> Stored entries
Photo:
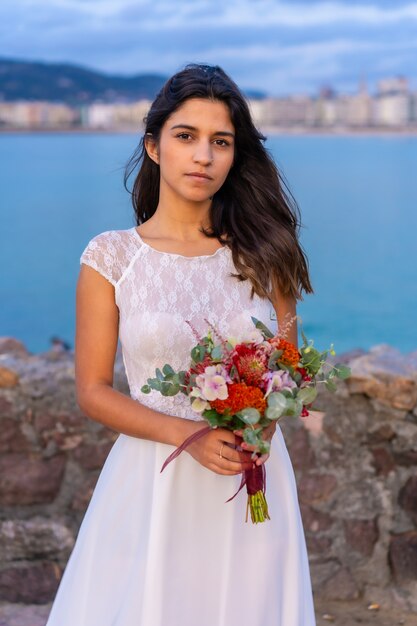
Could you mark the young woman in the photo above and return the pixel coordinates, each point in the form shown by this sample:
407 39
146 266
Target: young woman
216 238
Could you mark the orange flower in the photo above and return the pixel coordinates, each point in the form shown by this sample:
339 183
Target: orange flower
240 396
290 355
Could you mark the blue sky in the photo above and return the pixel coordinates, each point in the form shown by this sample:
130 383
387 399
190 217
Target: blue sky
279 47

> PROBLEM TO SOLVE
Copy the entries exactly. Leave the pictures out.

> FINAL ANSWER
Photo:
Could you mark the young woman in the photo above and return the pixel coordinates, each point in the form shown by this sample:
407 39
146 266
Target: young woman
216 238
Could you mark the orange flower in the photo above and return the pixel coordinates, each point in the form shown by this sample:
339 183
Target: orange flower
240 396
290 355
Could you mark the blue sky in the photo above and return the pixel coordinates, each point in the form shown by this sample:
130 383
387 399
190 217
Target: blue sky
279 47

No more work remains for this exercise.